Show every line of the data below that contains the string "helmet", treating uppercase and lowercase as different.

▶ [Task material]
========

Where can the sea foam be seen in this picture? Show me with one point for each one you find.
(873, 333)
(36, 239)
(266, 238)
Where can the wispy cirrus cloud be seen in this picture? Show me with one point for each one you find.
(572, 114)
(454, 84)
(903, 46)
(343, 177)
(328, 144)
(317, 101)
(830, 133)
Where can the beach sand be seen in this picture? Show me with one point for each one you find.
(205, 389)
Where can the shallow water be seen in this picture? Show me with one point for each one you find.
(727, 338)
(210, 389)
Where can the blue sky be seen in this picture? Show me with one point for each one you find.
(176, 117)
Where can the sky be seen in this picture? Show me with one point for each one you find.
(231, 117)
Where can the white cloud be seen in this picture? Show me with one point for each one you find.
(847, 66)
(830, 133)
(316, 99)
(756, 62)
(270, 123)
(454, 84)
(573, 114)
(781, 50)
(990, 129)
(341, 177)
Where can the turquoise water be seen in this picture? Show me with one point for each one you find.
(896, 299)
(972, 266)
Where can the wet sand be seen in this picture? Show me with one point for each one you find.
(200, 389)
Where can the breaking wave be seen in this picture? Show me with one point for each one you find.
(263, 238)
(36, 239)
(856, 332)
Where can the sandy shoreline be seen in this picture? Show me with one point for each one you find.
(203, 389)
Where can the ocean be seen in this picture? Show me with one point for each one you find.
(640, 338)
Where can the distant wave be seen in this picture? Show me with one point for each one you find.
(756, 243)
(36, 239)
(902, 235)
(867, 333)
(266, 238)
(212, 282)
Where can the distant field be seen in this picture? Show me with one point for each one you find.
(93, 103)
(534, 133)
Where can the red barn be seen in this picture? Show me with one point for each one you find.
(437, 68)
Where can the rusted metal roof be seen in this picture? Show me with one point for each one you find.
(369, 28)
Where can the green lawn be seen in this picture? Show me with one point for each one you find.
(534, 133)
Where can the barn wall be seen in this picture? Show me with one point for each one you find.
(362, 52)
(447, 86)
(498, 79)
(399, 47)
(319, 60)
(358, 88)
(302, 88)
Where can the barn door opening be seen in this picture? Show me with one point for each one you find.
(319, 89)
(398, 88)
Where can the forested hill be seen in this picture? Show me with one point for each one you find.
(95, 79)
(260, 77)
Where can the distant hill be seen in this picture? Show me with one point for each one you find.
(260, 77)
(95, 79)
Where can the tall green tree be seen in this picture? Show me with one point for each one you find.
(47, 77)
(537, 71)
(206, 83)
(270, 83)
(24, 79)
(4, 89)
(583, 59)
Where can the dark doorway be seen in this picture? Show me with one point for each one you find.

========

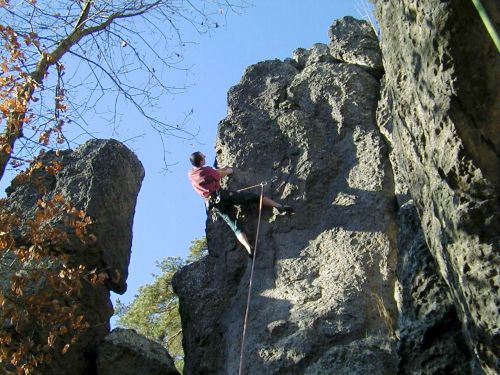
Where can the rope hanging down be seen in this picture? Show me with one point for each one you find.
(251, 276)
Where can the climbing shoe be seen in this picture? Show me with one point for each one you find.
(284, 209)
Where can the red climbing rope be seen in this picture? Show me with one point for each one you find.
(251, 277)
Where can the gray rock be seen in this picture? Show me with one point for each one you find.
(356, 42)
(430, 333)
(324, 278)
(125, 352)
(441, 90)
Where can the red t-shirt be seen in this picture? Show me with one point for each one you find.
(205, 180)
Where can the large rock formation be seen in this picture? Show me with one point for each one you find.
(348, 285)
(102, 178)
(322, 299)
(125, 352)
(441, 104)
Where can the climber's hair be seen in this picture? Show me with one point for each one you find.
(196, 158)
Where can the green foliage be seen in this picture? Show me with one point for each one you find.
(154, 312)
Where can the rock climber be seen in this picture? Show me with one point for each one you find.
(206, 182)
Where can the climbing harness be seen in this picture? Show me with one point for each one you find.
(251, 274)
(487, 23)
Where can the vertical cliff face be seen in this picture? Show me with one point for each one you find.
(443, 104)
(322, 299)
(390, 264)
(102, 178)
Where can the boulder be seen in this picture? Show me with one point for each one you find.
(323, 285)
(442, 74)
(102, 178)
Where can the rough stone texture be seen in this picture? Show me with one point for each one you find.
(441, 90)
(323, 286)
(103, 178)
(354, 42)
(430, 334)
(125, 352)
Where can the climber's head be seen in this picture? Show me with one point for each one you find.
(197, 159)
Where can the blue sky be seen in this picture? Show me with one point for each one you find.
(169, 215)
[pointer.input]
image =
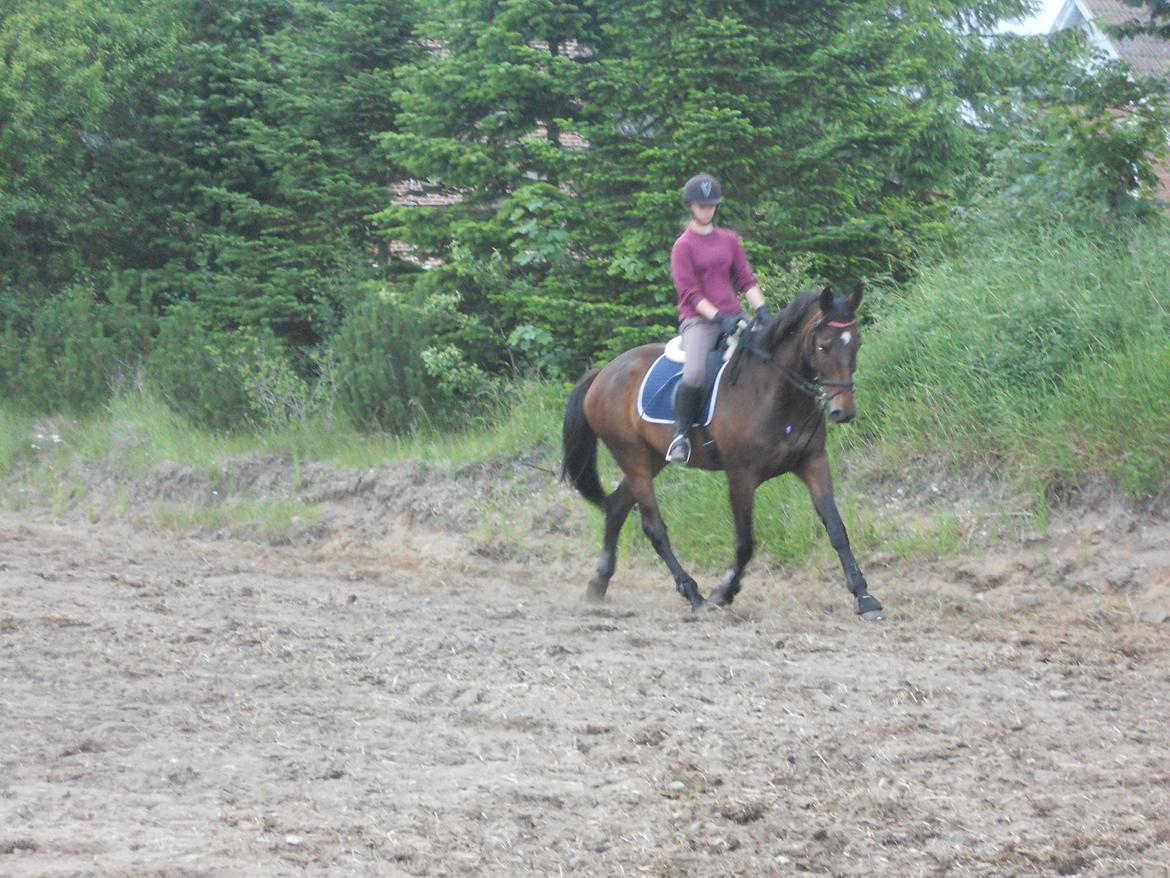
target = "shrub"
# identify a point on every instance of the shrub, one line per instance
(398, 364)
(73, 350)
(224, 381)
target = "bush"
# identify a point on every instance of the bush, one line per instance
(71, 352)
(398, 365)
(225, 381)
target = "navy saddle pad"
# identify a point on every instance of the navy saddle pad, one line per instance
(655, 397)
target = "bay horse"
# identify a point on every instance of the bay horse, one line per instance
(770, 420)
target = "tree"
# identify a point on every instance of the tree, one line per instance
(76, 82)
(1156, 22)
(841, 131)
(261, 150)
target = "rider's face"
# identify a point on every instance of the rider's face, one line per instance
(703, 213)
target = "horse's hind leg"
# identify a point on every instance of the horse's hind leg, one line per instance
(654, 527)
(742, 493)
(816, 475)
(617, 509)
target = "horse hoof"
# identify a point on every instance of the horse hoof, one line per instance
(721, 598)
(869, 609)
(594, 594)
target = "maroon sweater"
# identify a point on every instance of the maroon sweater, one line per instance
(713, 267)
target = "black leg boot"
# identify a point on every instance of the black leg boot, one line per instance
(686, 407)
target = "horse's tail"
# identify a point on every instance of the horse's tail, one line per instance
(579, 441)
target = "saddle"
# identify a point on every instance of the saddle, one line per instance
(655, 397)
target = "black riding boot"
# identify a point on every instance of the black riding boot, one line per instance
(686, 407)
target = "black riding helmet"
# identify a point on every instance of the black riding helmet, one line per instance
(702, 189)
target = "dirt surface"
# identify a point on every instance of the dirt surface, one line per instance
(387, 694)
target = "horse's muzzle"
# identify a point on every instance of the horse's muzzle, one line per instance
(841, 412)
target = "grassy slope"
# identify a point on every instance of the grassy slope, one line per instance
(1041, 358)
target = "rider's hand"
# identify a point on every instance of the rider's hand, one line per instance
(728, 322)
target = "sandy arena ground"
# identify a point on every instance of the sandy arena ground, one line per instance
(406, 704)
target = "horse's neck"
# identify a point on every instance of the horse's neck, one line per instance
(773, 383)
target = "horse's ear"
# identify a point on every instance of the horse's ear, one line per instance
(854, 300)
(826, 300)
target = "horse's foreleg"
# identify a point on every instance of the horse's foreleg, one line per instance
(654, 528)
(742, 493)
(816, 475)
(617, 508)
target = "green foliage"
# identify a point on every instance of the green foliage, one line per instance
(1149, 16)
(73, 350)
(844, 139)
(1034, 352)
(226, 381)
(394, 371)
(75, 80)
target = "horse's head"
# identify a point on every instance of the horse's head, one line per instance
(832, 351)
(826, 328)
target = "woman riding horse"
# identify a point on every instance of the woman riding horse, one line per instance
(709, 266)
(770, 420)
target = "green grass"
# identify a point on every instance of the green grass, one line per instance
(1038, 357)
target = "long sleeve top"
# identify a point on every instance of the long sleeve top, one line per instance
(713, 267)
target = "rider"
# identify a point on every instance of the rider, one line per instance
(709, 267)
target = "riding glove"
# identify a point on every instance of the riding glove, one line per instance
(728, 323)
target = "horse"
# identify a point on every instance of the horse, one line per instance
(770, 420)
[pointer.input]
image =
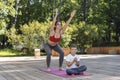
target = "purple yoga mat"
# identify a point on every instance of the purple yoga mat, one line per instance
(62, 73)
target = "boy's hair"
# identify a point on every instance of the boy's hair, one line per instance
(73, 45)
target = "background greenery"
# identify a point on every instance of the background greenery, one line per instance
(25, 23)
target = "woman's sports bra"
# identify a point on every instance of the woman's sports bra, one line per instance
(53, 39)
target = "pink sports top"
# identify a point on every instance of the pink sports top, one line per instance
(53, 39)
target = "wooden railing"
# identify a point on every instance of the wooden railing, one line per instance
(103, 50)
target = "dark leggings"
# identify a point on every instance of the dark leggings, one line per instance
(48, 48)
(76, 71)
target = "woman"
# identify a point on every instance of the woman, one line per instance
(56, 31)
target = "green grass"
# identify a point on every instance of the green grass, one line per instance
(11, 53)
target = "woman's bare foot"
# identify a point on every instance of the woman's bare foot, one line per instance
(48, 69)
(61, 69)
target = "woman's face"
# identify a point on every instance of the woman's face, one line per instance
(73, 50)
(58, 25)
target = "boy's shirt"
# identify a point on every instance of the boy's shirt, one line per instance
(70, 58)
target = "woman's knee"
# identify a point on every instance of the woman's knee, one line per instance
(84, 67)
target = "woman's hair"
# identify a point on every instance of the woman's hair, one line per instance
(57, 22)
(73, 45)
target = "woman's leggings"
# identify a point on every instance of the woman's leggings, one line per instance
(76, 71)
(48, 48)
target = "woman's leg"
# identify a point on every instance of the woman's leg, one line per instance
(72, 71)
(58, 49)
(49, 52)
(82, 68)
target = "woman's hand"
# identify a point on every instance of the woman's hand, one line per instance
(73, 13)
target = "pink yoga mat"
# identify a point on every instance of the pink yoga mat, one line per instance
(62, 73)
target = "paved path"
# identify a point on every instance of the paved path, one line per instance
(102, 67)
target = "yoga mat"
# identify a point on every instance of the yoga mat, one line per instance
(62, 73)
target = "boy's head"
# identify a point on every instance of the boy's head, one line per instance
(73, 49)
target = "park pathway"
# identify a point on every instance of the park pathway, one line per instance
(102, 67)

========

▶ [Written response]
target = "black riding helmet"
# identify a point on every instance of the black riding helmet, one line per instance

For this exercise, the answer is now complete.